EXCERTO =
De acordo com o disposto no art. 39. º, nº 1, do Código da Insolvência e da
Recuperação de Empresas (CIRE), aprovado pelo Dec. Lei n.º 53/2004, de 18/3, sob
a epígrafe «Insuficiência da massa insolvente», “concluindo o juiz que o
património do devedor não é presumivelmente suficiente para a satisfação das
custas do processo e das dívidas previsíveis da massa insolvente e não estando
essa satisfação por outra forma garantida, faz menção desse facto na sentença de
declaração da insolvência e dá nela cumprimento apenas ao preceituado nas
alíneas a) a d) e h) do artigo 36.º, declarando aberto o incidente de
qualificação com carácter limitado”.
No caso referido no número anterior, acrescenta o n.º 2 do mesmo preceito, na
respectiva al. a), “qualquer interessado pode pedir, no prazo de cinco dias, que
a sentença seja complementada com as restantes menções do artigo 36.º”.
Este art. 36.º enumera, nas suas diversas alíneas – a) a n) – os requisitos a
que deve obedecer a declaração de insolvência.

OBJETIVO = Transcreva o trecho do excerto sobre a insuficiência da massa insolvente, começando em "No caso referido" e seguindo até "declaração de insolvência.". Não é preciso consultar as entradas.

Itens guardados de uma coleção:

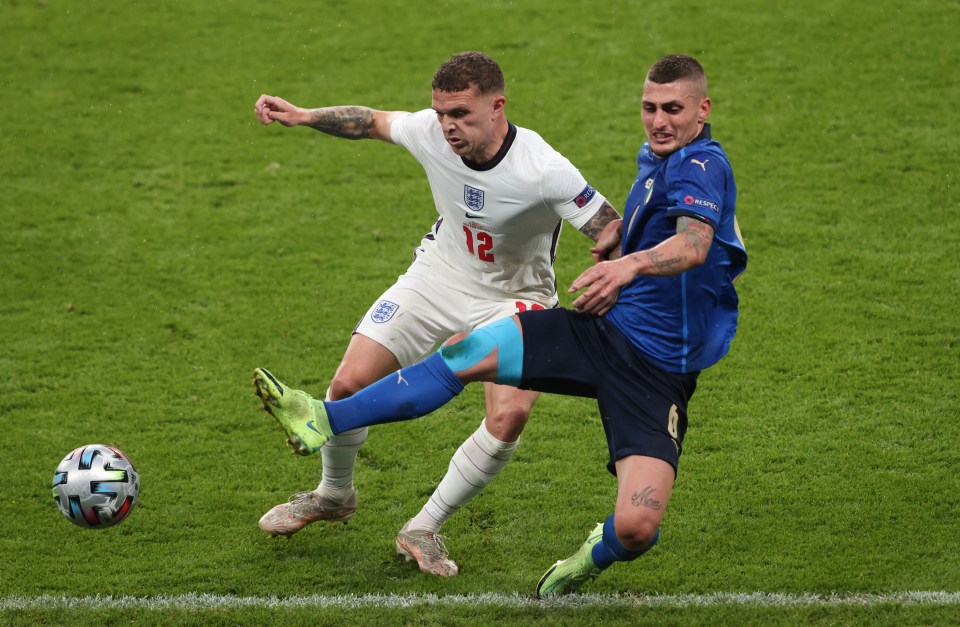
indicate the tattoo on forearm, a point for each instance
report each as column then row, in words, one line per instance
column 658, row 261
column 604, row 216
column 347, row 122
column 644, row 498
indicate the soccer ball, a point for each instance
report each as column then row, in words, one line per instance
column 96, row 486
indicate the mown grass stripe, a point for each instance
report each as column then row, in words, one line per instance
column 214, row 601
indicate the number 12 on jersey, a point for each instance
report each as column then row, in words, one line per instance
column 483, row 243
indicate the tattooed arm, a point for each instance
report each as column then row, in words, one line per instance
column 678, row 253
column 604, row 228
column 349, row 122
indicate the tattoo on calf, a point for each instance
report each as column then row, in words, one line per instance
column 346, row 122
column 645, row 498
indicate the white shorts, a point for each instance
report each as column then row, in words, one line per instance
column 428, row 305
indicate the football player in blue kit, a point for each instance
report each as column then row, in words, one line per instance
column 641, row 330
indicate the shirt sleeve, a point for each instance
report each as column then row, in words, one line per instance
column 697, row 187
column 568, row 193
column 410, row 130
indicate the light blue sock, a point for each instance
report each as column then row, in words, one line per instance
column 408, row 393
column 609, row 549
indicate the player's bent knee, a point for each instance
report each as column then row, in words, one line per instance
column 502, row 336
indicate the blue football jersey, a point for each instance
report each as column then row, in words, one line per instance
column 686, row 322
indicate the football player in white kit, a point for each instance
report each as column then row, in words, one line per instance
column 501, row 193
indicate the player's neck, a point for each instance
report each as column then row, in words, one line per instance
column 490, row 150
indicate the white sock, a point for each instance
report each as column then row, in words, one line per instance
column 339, row 457
column 478, row 460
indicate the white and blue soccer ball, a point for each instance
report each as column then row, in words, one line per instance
column 96, row 486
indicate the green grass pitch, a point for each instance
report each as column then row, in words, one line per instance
column 157, row 244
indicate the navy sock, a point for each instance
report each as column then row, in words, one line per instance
column 609, row 549
column 408, row 393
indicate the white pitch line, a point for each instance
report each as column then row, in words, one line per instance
column 215, row 601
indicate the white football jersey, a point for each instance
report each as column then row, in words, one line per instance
column 499, row 222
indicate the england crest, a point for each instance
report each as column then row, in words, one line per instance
column 473, row 197
column 384, row 311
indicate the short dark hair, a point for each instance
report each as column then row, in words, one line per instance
column 462, row 70
column 675, row 67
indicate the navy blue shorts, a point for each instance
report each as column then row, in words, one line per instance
column 643, row 407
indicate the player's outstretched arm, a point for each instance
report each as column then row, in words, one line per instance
column 603, row 228
column 349, row 122
column 686, row 249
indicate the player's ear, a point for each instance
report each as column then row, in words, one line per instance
column 704, row 110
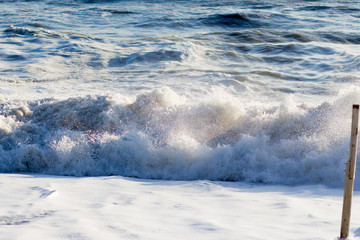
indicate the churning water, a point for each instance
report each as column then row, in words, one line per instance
column 257, row 91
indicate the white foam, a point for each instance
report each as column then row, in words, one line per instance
column 164, row 135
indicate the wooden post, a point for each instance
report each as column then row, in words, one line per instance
column 350, row 174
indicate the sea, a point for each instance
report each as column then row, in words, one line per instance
column 224, row 90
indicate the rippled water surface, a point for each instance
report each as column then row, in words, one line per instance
column 224, row 90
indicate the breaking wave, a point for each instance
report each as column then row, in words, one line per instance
column 162, row 135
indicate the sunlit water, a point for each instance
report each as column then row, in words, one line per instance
column 257, row 91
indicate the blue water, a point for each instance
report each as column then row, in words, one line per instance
column 257, row 91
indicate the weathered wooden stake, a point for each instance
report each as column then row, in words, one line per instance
column 350, row 174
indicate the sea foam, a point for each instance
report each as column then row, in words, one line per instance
column 163, row 135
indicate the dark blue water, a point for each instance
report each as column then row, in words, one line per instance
column 224, row 90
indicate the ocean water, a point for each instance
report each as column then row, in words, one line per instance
column 256, row 91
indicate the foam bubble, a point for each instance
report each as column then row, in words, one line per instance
column 163, row 135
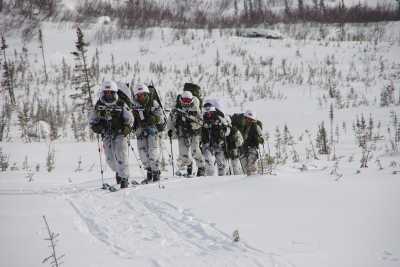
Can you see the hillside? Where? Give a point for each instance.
(305, 208)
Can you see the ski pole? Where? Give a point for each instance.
(262, 164)
(136, 157)
(101, 163)
(172, 157)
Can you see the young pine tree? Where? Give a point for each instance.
(41, 46)
(82, 78)
(8, 74)
(322, 140)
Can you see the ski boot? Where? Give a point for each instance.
(156, 176)
(201, 171)
(149, 177)
(124, 183)
(189, 170)
(118, 178)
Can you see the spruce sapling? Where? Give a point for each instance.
(41, 46)
(55, 261)
(8, 75)
(82, 79)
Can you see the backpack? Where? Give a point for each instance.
(238, 121)
(124, 94)
(195, 90)
(154, 96)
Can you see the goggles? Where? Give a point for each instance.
(186, 101)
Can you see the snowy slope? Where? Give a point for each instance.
(310, 214)
(294, 218)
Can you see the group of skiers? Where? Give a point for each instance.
(204, 132)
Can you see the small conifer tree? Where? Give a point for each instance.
(8, 74)
(41, 46)
(322, 140)
(82, 78)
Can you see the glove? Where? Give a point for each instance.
(126, 130)
(151, 131)
(154, 120)
(97, 128)
(169, 133)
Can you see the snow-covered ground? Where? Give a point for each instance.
(308, 213)
(303, 215)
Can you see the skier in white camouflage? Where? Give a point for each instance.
(216, 127)
(186, 122)
(112, 119)
(252, 136)
(148, 119)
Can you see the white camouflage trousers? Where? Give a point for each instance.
(149, 149)
(215, 155)
(249, 161)
(236, 167)
(116, 153)
(190, 147)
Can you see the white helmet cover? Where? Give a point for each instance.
(140, 88)
(250, 114)
(108, 94)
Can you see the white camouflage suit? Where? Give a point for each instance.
(236, 140)
(114, 142)
(148, 137)
(188, 133)
(214, 148)
(249, 156)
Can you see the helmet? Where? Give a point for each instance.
(250, 114)
(109, 93)
(186, 98)
(140, 89)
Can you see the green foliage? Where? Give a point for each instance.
(82, 77)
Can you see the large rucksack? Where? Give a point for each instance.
(195, 90)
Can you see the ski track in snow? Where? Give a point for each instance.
(134, 226)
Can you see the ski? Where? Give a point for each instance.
(109, 187)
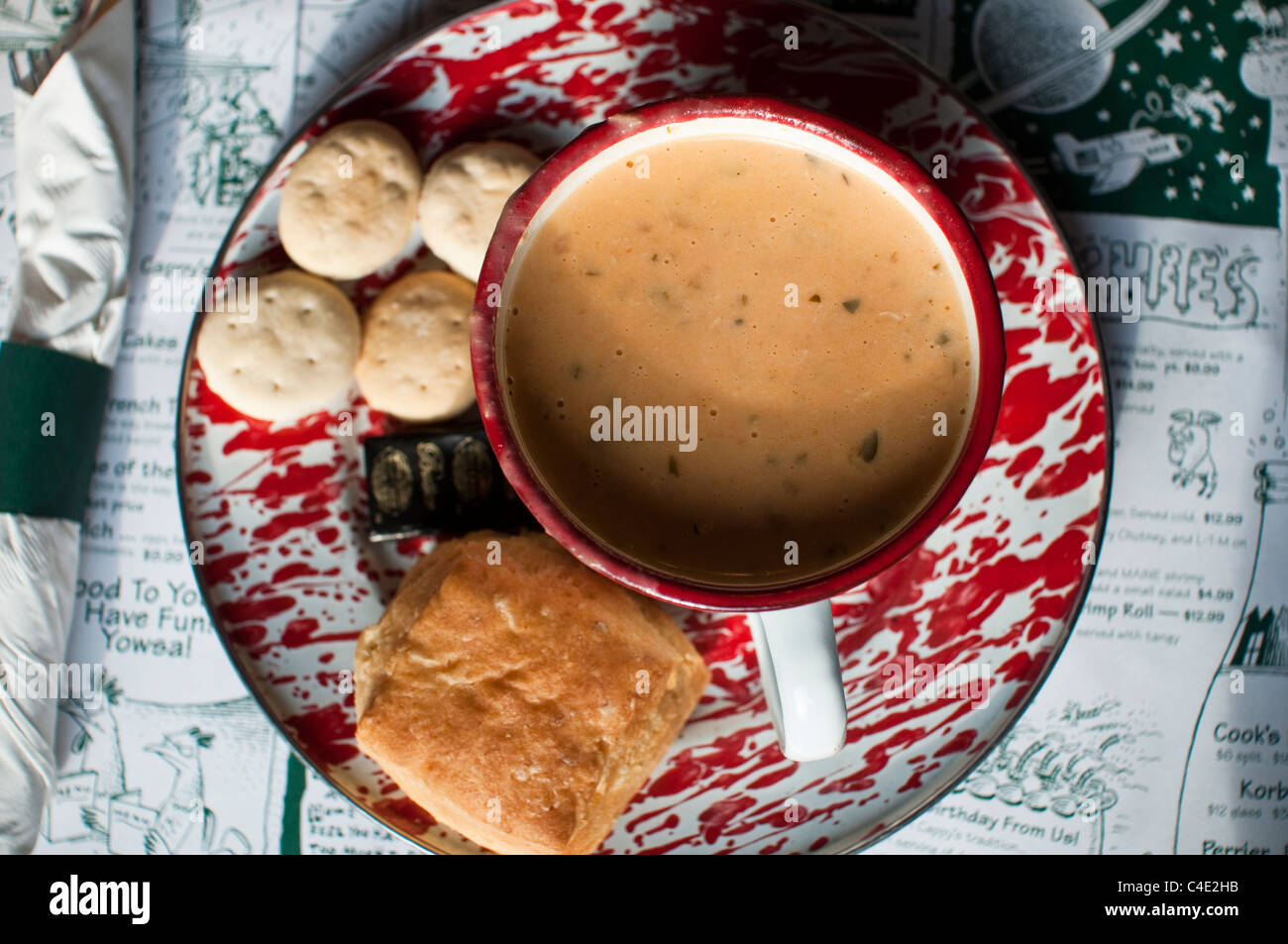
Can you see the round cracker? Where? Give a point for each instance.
(349, 204)
(416, 348)
(463, 196)
(291, 351)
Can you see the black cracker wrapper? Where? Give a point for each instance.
(438, 479)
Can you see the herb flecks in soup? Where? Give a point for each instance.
(805, 314)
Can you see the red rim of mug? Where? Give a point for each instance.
(596, 554)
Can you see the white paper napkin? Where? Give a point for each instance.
(73, 192)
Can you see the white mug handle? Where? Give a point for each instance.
(802, 675)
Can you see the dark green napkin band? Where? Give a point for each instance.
(51, 419)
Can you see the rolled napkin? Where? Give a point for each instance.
(73, 192)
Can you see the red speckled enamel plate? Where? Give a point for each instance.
(290, 577)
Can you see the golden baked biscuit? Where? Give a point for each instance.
(523, 702)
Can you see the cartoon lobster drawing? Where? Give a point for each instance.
(1190, 450)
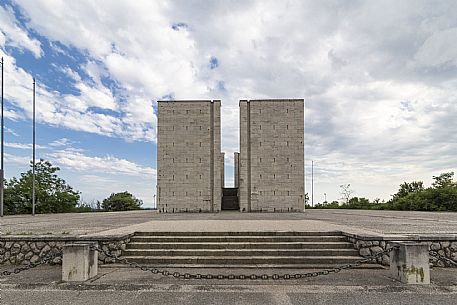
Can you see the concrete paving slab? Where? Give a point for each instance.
(126, 286)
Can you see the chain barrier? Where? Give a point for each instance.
(46, 259)
(50, 257)
(208, 276)
(442, 258)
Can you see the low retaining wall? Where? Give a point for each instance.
(368, 245)
(16, 250)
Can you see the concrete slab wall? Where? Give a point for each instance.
(272, 155)
(189, 156)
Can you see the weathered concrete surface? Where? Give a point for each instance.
(79, 262)
(271, 159)
(376, 222)
(126, 286)
(189, 159)
(409, 263)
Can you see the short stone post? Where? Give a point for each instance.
(409, 262)
(79, 262)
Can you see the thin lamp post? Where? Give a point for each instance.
(312, 183)
(2, 170)
(33, 154)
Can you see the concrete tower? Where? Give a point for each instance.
(189, 159)
(271, 159)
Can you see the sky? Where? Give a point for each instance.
(379, 79)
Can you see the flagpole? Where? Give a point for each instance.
(2, 170)
(33, 155)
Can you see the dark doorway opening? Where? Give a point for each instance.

RESPOSTA =
No caso referido no número anterior, acrescenta o n.º 2 do mesmo preceito, na
respectiva al. a), “qualquer interessado pode pedir, no prazo de cinco dias, que
a sentença seja complementada com as restantes menções do artigo 36.º”.
Este art. 36.º enumera, nas suas diversas alíneas – a) a n) – os requisitos a
que deve obedecer a declaração de insolvência.